**Consigne de l'exercice:**
Poursuivez le texte sur l'autonomie de la recherche à la suite de sa dernière phrase.

Selon Bourdieu, un chercheur pouvait accepter un financement sur projet, mais à la condition expresse de réemployer ensuite les informations recueillies à cette occasion dans le cadre d’un programme de recherche construit en dehors et à côté des prescriptions contractuelles. Ainsi, l’étude sur les maisons Bouygues est devenu un livre sur l’imparfaite explication des faits sociaux par l’économie orthodoxe.

Pierre Bourdieu et ses collègues ont pratiqué ce type de détournement transgressif à une époque ou les commanditaires laissaient souvent faire. Aujourd’hui, les clauses de confidentialité sont surveillées par des juristes. L’acharnement à contrôler tend à réduire la recherche à une prestation conforme au contrat qui l’encadre. La quête de savoir est hypothéquée par une bureaucratie qui semble déjà savoir ce qu’il faut chercher. Elle tend à éliminer tout ce qui n’est pas inscrit dans les axes prioritaires de la politique de recherche.

Penseurs résistants

Pour résister, il faut évoquer la figure de penseurs qui, tout autant que Pierre Bourdieu, ont défendu l’autonomie de la recherche. On pourrait citer Socrate, Abélard, Copernic et bien d’autres, mais j’ai choisi quelques auteurs plus inattendus dans le champ des sciences sociales et des humanités.

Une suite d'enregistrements

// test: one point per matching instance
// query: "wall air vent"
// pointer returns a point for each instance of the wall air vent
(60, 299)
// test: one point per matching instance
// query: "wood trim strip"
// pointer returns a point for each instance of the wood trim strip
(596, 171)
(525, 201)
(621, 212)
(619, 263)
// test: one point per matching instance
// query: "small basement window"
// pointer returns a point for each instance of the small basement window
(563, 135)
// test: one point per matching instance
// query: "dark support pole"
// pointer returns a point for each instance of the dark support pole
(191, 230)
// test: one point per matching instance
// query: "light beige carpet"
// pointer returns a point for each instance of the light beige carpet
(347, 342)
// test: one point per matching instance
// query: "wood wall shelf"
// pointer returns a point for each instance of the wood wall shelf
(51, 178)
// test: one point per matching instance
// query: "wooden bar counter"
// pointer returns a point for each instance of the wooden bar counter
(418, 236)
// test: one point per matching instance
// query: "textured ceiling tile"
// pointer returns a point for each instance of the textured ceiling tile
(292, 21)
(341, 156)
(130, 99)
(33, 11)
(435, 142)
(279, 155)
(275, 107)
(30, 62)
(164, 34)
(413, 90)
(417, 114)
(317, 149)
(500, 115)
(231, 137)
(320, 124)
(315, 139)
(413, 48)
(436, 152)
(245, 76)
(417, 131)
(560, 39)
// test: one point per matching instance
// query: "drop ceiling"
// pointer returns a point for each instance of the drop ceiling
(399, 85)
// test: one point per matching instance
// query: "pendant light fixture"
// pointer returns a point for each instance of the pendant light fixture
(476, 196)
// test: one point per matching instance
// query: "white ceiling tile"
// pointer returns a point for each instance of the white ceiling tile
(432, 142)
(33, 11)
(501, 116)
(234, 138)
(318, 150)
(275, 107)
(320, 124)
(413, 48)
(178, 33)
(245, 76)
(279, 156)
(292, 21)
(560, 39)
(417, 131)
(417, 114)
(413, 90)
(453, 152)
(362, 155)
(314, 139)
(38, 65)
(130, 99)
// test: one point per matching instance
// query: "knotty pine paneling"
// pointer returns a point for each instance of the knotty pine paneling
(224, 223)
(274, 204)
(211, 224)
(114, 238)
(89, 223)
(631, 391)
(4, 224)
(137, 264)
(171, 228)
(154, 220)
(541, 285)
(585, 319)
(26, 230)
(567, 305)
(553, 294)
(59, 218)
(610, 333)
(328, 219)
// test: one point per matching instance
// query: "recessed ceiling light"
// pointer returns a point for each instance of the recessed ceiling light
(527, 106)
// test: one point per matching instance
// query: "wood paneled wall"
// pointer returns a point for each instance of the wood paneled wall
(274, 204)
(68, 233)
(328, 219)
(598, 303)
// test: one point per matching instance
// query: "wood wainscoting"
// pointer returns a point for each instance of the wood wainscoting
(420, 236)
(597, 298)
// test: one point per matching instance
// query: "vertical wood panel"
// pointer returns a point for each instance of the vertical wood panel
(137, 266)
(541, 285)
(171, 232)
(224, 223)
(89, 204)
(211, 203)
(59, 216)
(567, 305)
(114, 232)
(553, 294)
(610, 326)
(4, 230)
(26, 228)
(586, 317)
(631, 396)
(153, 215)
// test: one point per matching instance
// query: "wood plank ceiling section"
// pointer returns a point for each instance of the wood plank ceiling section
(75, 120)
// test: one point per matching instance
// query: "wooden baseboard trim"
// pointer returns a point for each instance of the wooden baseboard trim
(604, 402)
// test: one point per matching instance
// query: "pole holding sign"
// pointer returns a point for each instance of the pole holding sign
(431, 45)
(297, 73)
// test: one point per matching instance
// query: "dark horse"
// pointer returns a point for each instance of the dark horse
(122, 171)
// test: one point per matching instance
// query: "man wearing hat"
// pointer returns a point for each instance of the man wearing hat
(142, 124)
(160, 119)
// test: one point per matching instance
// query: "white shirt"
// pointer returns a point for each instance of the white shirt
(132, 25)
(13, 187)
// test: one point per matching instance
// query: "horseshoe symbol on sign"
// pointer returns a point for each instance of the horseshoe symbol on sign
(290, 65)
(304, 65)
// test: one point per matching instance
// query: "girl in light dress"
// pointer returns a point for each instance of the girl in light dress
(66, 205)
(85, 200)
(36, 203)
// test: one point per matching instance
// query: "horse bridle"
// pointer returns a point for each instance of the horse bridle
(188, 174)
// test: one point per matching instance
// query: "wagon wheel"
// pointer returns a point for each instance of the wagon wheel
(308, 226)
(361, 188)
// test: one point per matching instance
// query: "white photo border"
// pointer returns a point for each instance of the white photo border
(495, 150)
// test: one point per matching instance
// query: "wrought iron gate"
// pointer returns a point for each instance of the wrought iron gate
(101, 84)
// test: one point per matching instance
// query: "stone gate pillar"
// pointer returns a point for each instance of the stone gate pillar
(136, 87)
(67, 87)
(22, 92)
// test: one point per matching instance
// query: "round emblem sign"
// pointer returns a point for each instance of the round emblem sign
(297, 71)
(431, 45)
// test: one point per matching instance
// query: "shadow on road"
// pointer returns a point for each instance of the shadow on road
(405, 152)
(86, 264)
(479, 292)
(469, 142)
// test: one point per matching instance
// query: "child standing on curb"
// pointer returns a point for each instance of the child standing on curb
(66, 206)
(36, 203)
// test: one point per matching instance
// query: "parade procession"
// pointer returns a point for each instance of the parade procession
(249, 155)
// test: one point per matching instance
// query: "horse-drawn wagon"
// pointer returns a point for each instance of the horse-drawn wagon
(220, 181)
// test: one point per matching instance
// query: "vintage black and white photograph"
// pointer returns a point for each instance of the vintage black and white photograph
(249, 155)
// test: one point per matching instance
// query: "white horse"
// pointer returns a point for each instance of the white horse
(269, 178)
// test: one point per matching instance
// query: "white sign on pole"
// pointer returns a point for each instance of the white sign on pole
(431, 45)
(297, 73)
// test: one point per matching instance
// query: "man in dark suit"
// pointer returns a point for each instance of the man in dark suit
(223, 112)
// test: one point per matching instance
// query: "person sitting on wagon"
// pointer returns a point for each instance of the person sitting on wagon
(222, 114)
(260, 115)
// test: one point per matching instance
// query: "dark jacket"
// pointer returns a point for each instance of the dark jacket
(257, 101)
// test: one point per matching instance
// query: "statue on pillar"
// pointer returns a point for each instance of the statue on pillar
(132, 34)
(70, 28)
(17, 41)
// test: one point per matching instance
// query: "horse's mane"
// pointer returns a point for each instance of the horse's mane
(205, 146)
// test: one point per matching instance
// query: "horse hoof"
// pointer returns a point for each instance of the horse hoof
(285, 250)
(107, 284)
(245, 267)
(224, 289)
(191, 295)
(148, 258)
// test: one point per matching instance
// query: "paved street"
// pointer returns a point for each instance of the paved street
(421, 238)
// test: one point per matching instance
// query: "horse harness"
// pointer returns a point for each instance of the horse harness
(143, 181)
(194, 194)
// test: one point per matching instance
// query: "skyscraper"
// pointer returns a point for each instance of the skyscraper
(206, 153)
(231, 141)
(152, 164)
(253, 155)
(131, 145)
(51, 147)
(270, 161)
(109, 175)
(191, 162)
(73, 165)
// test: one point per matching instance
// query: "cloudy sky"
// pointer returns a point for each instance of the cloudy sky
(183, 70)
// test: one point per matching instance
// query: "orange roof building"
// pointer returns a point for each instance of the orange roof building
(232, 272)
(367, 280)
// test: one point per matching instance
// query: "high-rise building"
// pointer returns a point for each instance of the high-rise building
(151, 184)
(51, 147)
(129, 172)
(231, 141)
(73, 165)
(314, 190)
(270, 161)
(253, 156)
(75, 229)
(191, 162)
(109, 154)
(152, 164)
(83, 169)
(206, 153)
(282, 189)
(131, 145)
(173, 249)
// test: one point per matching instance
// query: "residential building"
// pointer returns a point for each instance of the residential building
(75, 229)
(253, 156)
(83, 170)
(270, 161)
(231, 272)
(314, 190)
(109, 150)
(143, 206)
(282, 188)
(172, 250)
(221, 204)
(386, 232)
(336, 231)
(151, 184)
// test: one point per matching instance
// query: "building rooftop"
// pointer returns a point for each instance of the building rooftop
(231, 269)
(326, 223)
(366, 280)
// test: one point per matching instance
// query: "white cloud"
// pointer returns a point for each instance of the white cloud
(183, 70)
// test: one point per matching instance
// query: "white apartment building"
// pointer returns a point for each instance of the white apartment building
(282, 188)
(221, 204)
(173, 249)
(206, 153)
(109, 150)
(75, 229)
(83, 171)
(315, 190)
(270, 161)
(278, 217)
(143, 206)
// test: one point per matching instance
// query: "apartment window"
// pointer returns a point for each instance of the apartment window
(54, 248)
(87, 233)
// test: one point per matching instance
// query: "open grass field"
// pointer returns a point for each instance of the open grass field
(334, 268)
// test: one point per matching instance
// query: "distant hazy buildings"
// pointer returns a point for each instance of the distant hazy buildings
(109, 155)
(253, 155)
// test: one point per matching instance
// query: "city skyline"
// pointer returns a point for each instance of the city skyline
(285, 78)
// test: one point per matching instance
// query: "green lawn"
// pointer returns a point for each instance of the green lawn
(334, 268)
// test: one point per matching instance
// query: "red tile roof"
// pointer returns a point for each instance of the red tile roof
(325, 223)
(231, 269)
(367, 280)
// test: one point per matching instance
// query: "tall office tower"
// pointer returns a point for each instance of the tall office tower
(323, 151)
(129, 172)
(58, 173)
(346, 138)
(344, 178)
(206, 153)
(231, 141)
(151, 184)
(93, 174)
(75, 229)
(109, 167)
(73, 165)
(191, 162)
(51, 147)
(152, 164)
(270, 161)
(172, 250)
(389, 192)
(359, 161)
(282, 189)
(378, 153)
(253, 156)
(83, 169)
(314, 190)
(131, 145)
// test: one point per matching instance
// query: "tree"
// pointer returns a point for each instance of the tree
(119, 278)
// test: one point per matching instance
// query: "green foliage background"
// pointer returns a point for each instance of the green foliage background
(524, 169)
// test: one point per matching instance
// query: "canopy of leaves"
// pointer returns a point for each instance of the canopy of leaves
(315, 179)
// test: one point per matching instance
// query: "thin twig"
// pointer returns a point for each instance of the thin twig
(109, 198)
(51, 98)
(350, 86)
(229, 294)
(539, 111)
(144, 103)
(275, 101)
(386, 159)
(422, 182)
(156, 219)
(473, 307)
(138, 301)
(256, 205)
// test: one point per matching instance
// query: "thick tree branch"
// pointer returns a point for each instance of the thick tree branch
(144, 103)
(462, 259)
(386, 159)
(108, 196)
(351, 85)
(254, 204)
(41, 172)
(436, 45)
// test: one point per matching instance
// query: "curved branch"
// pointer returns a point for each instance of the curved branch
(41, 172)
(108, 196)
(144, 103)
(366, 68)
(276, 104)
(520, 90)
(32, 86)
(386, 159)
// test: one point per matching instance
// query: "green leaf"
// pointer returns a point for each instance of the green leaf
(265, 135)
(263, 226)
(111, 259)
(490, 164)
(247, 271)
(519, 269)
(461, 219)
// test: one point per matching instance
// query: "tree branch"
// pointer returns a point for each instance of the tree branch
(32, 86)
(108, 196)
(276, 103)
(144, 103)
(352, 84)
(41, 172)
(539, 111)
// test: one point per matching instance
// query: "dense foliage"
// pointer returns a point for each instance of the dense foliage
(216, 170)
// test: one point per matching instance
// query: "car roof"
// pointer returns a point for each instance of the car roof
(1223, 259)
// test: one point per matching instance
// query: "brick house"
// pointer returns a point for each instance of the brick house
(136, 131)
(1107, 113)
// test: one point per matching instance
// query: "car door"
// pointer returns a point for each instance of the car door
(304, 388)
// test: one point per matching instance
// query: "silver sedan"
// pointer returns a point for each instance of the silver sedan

**Réponse rédigée:**
Norbert Elias dans La société de cour, (page 100-107 de la traduction française) lance une invitation pressante à ne pas instrumentaliser le savoir lorsqu’il écrit :

« Produire l’analyse sociologique d’une situation, c’est mettre provisoirement en suspens toutes les connaissances socialement utiles en cette situation. Pour vendre, le commercial est obligé de se persuader de la valeur de ce qu’il vend et de développer de l’empathie pour ses clients ; pour bien fabriquer, l’artisan est obligé de se sacrifier à son art et de satisfaire à toutes ses exigences ; pour triompher, le soldat doit ne songer qu’à la bataille et le courtisan doit analyser chaque situation, afin d’éviter toute occasion de se dévaloriser face à autrui. Les connaissances instrumentales utilisées en vue d’atteindre des buts pratiques sont aussi des croyances typiques d’une position sociale. Elles ont un effet en retour d’enfermement du sujet connaissant dans les limites de sa condition ; elles renforcent l’ajustement du champ de conscience à une position dans le monde. C’est pourquoi toute investigation sociologique sérieuse sur le milieu social où l’on vit, commence par l’examen et l’explicitation des savoirs localement utiles. Cette explicitation n’est complète qu’au prix du renoncement aux avantages qu’on en pourrait tirer si l’on s’en servait, au lieu d’en montrer les déterminants. »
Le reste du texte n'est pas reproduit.